» SHORT TASK
Starting from the line containing "drop a point: the white van", write out the rest of the entries exactly, through the final line, including nothing else.

Stored items
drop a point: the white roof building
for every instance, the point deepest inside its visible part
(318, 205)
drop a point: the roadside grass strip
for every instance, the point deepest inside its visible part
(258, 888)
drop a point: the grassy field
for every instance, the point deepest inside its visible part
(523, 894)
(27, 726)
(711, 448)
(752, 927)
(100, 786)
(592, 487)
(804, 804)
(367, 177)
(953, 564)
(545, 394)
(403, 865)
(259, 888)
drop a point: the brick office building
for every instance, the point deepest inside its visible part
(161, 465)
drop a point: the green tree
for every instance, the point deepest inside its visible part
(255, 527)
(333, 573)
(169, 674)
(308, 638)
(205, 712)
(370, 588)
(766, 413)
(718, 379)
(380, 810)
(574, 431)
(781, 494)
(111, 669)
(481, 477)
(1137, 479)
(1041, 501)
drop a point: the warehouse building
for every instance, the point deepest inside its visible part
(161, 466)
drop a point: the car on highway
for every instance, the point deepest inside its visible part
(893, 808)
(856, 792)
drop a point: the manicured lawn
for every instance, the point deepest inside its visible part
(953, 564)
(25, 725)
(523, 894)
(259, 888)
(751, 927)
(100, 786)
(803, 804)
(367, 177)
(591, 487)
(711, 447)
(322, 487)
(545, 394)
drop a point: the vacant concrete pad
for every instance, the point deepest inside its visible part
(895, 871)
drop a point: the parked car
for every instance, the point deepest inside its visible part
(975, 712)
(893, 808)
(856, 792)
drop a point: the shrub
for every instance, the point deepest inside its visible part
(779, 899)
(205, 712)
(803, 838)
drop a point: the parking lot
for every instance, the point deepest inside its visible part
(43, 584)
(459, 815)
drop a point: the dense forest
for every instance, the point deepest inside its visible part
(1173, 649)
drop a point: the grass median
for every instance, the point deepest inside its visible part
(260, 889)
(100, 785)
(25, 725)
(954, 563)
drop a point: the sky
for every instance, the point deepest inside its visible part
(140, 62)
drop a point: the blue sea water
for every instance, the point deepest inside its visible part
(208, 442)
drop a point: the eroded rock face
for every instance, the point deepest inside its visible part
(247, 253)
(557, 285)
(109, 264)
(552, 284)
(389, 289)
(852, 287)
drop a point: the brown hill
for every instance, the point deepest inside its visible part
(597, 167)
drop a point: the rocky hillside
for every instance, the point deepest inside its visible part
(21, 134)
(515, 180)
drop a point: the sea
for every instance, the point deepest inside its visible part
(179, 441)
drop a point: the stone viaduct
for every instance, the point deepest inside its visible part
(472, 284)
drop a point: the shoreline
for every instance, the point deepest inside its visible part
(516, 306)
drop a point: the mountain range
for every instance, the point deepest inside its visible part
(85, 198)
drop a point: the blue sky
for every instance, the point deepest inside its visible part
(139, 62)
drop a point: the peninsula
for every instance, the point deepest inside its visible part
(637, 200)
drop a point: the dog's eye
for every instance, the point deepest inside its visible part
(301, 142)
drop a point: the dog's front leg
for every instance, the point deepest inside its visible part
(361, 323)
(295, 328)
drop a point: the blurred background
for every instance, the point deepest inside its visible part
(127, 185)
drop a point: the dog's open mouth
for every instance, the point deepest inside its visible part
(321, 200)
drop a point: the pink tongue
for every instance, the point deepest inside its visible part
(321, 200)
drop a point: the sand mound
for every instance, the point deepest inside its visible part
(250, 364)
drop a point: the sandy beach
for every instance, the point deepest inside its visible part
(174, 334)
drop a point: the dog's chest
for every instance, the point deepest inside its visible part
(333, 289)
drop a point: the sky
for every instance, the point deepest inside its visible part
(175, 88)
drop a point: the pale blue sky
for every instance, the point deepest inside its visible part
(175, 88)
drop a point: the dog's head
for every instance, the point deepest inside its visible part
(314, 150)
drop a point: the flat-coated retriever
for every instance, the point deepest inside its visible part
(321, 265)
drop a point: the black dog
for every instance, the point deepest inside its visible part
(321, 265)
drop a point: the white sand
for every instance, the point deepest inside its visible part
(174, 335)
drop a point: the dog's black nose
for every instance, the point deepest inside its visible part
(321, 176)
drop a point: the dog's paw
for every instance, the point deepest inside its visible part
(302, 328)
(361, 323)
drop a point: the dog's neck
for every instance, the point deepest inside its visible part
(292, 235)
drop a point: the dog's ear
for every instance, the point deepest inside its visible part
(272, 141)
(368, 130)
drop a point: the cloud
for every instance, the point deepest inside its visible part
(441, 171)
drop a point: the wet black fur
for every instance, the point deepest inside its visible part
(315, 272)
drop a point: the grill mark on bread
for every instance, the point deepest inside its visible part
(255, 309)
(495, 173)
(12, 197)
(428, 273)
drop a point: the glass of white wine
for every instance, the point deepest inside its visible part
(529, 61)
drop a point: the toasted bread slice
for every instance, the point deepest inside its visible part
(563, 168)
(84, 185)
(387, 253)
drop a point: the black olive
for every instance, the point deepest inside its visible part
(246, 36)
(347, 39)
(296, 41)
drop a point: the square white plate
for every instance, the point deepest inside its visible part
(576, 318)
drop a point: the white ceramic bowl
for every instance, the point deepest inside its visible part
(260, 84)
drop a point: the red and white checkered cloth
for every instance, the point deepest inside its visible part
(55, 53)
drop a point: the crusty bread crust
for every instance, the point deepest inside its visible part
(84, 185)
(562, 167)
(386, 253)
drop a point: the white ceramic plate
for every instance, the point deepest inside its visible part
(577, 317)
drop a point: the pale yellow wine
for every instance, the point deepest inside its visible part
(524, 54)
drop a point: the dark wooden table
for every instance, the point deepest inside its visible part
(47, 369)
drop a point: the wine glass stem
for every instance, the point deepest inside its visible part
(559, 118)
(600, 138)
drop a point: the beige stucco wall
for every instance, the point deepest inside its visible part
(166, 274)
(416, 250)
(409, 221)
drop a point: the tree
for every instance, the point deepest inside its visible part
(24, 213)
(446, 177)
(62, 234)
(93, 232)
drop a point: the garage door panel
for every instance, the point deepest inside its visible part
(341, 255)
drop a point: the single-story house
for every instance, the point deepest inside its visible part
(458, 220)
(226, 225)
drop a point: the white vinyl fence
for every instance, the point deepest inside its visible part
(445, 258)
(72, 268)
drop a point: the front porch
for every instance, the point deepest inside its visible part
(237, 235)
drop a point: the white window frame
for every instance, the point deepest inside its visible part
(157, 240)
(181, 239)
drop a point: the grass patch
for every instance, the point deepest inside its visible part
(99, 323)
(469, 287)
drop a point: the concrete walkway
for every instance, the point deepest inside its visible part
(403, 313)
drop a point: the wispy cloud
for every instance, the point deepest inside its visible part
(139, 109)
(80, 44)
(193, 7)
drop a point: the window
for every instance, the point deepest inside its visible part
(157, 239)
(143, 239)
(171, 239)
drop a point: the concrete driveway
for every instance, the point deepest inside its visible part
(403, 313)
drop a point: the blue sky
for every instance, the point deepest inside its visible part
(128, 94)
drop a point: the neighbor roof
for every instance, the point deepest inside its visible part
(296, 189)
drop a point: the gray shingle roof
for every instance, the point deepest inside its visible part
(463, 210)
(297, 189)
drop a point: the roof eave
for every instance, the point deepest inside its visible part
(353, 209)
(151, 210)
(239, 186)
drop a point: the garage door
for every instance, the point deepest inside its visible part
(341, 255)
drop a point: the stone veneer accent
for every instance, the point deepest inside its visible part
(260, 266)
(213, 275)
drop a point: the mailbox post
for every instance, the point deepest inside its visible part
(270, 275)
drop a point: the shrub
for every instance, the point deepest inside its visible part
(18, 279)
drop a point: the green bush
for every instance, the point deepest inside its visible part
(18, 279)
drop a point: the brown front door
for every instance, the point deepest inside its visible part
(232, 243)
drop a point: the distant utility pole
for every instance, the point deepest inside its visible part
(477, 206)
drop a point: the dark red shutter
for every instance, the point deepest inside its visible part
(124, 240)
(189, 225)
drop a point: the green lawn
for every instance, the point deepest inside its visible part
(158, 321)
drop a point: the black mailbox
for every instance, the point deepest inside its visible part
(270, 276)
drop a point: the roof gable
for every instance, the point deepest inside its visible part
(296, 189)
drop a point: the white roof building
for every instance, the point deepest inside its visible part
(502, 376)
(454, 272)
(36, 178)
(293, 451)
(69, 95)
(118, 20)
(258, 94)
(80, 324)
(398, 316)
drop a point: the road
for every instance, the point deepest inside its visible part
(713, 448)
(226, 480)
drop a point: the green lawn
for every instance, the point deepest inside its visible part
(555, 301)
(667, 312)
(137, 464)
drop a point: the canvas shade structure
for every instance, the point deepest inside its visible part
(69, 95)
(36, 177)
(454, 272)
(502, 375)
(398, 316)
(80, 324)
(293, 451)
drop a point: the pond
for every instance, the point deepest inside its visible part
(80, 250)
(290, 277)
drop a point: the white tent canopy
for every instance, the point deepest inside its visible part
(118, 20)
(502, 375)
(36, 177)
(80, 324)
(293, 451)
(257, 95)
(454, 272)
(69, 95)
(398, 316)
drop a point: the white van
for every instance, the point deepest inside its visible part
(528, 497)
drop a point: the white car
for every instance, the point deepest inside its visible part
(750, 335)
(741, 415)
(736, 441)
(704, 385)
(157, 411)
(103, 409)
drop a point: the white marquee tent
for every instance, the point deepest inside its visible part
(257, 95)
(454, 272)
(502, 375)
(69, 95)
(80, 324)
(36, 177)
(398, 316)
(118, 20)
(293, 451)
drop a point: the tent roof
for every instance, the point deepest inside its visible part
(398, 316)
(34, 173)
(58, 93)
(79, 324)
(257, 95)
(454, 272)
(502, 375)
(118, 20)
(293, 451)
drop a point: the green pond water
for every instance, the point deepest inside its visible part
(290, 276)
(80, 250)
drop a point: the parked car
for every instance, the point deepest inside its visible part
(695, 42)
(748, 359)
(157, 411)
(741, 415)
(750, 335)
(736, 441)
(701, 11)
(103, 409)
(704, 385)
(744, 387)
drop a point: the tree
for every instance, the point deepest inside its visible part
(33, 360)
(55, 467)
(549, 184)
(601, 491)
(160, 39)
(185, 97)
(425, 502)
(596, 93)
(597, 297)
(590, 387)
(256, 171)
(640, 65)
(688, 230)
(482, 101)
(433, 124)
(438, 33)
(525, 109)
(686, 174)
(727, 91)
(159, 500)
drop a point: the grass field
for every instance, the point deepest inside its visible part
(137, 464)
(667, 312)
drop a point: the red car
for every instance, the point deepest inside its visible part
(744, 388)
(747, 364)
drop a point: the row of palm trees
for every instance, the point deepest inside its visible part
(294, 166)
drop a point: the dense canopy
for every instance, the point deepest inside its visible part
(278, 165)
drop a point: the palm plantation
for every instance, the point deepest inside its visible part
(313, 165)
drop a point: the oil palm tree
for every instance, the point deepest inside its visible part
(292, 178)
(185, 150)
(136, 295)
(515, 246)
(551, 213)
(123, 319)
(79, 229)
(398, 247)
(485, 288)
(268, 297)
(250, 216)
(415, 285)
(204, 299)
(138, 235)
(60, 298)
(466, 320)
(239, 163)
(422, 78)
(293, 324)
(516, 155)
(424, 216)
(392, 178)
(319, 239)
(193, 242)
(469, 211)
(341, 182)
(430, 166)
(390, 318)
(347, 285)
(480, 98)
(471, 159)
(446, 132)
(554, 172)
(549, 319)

» RESULT
drop a point: the white van
for every instance, the point deepest inside its visible part
(528, 497)
drop a point: the white car
for every instance, the point deepest inside its visible part
(750, 335)
(741, 415)
(736, 441)
(704, 385)
(157, 411)
(103, 409)
drop a point: the white marquee tent
for every instance, the point deepest inside its visible part
(257, 95)
(454, 272)
(502, 375)
(69, 95)
(80, 324)
(36, 177)
(398, 316)
(118, 20)
(293, 451)
drop a point: the tent roof
for every instance, the point deepest inside its visible part
(398, 316)
(34, 173)
(58, 93)
(79, 324)
(257, 95)
(454, 272)
(502, 375)
(118, 20)
(293, 451)
drop a point: the green pond water
for every instance, the point deepest inside its visible part
(290, 276)
(80, 250)
drop a point: the parked car
for every instance, the point deepest inside its visible part
(695, 42)
(748, 359)
(157, 411)
(741, 415)
(750, 335)
(736, 441)
(701, 11)
(103, 409)
(704, 385)
(744, 387)
drop a point: the tree
for every instance, the point deepest inside its visible part
(33, 360)
(55, 467)
(549, 184)
(601, 491)
(160, 39)
(185, 97)
(425, 502)
(596, 93)
(597, 297)
(590, 387)
(256, 171)
(640, 65)
(688, 230)
(482, 101)
(433, 124)
(438, 33)
(525, 109)
(686, 174)
(727, 91)
(159, 500)
drop a point: the grass field
for every instance, the point deepest inside its visible part
(137, 464)
(667, 312)
drop a point: the red car
for every instance, the point deepest inside its visible part
(744, 388)
(747, 364)
drop a point: the row of palm trees
for every instance, the point deepest inside its visible part
(294, 166)
drop a point: the dense canopy
for every instance, the point deepest inside its visible part
(278, 165)
drop a point: the palm plantation
for every instance, the point deepest inside its visible part
(313, 165)
drop a point: the oil palm tree
for every instance, the point deepest inside its visible part
(292, 178)
(185, 150)
(136, 295)
(515, 246)
(551, 213)
(123, 319)
(79, 229)
(398, 247)
(485, 288)
(268, 297)
(250, 216)
(415, 285)
(204, 299)
(138, 235)
(60, 298)
(466, 320)
(239, 163)
(422, 78)
(293, 324)
(516, 155)
(424, 216)
(392, 178)
(319, 239)
(193, 242)
(469, 211)
(341, 182)
(430, 166)
(390, 318)
(347, 285)
(480, 98)
(471, 159)
(446, 132)
(554, 172)
(549, 319)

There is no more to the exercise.